▶ PAGE TEXT
As a documentary producer, I've worked in a lot of custodial institutions. I find jails and prisons to be interesting subject matter, because although society might think that locking someone up is the end of the story, as it often is at the end of a cop show, people sent behind bars don't actually leave our planet. They just form their own worlds within ours, supervised by employees of the state. When I started doing these documentaries, spending several weeks in Los Angeles County Jail for National Geographic in the fall of 1991, around a million or so people were locked up in the United States. Now we have over two million inmates.

Across these documentaries, my various colleagues and I held to the principle that we were not working for the Guide Michelin, rating Graybar Hotels. We simply tried to document what we saw, related to a particular issue, and to record what the staff and the inmates had to say -- or wouldn't say -- about it, so that you can see. On the other hand, even though we don't discuss it in the documentary, there is always a philosophical take-away from one of these projects.

In 2007, Laura Ling and I did a documentary for Current's "Vanguard" series called "Prison Power Play." Shot in California's Corcoran State Prison, it looked at the shadowy prison gangs that control life in California's multi-ethnic prisons--shadowy because they don't come on camera nor allow on-camera discussions of themselves by inmates, not because inmates of each ethnic or geographic group don't know who controls them. This is a serious on-going problem. But thinking about the story against the backdrop of the high levels of ethnic violence in Iraq that year, you could think to yourself -- we thought ourselves -- that what the US was confronting with Iraq's warring Sunni and Shia people, the California Department of Corrections had long confronted with the prison systems self-segregated white, African-American, northern Hispanic and southern Hispanic inmate populations and the gangs that control them.

Last year, Laura Ling, Euna Lee and I did another hour-long documentary for "Vanguard," called "Getting out of Prison," which looked at the serious problems of recidivism, but also made us wonder if, contrary to the faith we Americans generally seem to hold about our nation, sometimes you can't get so low it's extremely difficult to get back up.

Excerpt from a dataset
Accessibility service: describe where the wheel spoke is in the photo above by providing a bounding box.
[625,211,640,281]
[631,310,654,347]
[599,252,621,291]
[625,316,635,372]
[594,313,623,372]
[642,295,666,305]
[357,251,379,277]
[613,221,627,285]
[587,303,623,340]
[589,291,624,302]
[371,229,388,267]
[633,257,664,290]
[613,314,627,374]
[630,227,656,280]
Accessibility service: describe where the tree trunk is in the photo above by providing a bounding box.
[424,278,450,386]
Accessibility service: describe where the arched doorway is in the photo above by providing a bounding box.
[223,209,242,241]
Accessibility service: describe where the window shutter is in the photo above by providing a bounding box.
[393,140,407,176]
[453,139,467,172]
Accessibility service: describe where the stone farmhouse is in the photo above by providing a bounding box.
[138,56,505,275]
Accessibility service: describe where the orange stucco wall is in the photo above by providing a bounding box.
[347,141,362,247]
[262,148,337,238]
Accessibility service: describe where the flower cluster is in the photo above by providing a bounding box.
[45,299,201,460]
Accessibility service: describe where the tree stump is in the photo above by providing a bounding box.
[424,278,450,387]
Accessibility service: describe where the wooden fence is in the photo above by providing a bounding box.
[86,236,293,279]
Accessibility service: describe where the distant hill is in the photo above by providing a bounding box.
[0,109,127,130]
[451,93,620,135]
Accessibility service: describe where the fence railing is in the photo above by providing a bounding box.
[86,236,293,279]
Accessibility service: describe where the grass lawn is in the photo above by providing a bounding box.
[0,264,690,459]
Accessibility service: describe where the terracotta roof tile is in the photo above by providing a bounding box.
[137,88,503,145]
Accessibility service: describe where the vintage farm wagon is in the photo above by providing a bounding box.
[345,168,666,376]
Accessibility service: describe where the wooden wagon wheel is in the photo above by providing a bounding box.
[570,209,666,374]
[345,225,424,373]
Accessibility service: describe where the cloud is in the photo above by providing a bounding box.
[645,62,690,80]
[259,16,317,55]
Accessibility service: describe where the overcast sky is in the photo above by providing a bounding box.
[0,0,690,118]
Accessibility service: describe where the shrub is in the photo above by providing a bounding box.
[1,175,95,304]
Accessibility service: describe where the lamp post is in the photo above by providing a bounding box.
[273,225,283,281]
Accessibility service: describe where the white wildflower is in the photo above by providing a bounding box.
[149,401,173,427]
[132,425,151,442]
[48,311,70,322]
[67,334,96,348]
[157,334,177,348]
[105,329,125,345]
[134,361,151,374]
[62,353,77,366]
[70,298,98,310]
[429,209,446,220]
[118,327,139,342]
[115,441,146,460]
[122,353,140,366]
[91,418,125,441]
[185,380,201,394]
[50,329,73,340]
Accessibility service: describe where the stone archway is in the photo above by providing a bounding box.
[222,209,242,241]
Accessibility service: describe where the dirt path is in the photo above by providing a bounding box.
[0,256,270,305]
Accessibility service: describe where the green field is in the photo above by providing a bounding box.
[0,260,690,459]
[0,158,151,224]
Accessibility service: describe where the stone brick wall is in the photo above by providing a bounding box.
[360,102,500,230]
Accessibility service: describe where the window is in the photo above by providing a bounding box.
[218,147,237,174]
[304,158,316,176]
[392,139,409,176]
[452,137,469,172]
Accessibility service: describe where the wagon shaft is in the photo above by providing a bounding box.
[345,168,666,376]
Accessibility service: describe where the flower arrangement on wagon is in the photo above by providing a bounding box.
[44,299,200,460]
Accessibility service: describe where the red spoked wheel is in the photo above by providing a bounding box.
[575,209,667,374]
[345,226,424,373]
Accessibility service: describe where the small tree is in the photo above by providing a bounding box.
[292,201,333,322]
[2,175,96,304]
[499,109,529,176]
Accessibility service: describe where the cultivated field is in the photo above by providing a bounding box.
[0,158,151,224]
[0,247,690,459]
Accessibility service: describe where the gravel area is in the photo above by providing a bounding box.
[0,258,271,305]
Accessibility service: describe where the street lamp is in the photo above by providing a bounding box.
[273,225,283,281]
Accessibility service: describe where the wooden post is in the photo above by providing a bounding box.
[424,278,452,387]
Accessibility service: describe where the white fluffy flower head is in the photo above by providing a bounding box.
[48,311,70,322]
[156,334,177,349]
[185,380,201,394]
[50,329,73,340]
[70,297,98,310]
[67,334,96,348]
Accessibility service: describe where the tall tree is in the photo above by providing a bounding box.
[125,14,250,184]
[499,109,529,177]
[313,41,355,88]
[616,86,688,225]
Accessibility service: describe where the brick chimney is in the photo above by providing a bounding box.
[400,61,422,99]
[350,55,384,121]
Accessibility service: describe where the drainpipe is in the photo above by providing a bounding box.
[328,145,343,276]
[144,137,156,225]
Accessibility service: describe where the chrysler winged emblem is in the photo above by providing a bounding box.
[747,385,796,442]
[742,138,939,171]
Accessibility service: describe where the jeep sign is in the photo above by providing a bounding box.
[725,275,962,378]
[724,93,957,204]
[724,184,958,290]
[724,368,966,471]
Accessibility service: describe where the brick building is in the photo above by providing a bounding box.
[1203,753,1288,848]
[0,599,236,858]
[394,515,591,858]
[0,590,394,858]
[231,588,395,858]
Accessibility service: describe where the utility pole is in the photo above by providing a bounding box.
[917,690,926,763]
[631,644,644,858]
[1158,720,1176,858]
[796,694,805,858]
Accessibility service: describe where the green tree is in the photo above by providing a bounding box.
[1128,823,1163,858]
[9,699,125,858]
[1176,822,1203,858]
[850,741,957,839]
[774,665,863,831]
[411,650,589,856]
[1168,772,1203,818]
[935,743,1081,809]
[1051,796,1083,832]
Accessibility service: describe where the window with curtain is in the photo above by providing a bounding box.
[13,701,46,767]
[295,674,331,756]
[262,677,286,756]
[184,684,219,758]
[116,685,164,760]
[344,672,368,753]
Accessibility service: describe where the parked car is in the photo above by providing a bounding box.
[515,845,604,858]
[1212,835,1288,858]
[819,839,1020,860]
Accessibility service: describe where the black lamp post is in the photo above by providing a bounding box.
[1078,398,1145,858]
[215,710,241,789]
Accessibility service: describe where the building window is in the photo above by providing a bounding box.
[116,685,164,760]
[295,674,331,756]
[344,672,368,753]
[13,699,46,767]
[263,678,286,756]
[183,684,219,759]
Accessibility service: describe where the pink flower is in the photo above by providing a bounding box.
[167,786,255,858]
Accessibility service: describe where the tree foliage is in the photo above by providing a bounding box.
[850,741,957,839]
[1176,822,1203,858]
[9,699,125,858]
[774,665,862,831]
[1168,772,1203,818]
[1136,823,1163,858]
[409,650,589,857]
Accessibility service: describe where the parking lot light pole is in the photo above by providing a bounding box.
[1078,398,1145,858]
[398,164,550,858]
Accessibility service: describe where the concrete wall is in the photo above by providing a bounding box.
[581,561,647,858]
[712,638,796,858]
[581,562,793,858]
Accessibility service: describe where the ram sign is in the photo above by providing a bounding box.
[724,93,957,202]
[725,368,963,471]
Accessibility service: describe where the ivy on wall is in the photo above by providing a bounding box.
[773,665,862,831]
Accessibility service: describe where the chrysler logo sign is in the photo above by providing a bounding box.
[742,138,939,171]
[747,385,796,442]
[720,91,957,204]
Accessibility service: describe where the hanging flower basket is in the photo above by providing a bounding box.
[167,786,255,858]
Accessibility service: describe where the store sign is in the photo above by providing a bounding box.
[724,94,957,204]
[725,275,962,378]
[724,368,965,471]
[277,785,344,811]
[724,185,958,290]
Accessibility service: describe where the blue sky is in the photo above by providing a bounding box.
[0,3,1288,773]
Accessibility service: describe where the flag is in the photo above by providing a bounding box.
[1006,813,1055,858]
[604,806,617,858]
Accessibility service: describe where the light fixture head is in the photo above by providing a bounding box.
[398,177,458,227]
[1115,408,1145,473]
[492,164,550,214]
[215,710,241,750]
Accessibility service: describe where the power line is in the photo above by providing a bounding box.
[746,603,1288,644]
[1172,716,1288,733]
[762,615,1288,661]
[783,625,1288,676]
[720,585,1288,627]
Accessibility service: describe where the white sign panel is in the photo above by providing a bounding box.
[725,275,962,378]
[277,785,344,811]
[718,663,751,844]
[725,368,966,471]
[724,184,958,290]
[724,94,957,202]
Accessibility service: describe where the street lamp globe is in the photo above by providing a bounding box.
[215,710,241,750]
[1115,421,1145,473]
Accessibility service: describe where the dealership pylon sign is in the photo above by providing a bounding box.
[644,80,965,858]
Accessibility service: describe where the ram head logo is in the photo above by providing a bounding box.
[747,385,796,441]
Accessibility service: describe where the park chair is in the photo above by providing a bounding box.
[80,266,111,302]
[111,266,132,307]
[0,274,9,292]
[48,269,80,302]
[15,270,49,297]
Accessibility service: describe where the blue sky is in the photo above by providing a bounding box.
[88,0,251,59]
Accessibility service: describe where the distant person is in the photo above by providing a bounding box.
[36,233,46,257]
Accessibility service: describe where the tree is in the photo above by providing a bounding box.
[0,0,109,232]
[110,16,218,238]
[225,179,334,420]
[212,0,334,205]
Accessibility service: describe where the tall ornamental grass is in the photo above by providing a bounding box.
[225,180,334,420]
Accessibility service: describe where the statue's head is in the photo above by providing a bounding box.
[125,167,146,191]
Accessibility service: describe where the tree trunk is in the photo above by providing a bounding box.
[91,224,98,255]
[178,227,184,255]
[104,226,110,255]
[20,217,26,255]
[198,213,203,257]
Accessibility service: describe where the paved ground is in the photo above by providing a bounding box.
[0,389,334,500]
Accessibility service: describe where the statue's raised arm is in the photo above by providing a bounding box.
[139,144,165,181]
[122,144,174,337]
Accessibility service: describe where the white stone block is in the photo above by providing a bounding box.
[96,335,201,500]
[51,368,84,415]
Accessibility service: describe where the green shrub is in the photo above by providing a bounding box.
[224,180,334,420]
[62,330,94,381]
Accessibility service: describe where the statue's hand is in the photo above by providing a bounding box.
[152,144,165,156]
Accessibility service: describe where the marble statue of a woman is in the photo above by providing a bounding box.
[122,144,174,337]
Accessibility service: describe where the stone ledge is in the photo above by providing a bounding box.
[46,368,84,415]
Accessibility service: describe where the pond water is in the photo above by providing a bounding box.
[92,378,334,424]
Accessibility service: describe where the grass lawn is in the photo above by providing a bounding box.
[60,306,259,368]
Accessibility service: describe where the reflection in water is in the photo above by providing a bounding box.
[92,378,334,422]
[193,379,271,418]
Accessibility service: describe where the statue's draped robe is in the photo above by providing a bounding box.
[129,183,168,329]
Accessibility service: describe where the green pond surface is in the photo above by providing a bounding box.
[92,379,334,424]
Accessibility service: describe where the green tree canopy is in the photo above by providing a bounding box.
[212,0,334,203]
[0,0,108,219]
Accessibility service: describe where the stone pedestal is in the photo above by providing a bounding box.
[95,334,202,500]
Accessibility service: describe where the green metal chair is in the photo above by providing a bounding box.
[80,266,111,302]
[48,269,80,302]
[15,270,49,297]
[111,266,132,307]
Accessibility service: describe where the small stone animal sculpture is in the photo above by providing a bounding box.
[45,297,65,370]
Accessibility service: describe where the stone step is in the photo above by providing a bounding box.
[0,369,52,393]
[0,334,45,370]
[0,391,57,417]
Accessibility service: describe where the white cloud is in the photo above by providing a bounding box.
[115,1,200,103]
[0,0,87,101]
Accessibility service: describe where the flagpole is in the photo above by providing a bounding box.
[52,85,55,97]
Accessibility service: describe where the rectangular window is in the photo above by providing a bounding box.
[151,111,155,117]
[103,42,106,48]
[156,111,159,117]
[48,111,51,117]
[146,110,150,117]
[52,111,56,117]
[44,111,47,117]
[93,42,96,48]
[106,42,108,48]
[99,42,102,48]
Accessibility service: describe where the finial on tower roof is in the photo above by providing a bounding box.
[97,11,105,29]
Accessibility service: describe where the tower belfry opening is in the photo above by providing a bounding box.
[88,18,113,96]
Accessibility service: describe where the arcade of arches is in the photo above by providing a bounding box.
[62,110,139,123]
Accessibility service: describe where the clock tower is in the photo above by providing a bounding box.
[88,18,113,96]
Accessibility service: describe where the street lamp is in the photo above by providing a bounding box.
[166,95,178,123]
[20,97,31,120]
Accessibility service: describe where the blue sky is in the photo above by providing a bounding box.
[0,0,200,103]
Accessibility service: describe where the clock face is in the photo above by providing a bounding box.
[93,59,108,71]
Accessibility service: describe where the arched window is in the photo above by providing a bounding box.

▶ EXERCISES TO COMPLETE
A. In the essay on prison documentaries, where was "Prison Power Play" shot?
B. Reproduce the passage of the essay on prison documentaries starting at "As a documentary" and ending at "two million inmates.".

▶ CORRECT ANSWERS
A. California's Corcoran State Prison

B.
As a documentary producer, I've worked in a lot of custodial institutions. I find jails and prisons to be interesting subject matter, because although society might think that locking someone up is the end of the story, as it often is at the end of a cop show, people sent behind bars don't actually leave our planet. They just form their own worlds within ours, supervised by employees of the state. When I started doing these documentaries, spending several weeks in Los Angeles County Jail for National Geographic in the fall of 1991, around a million or so people were locked up in the United States. Now we have over two million inmates.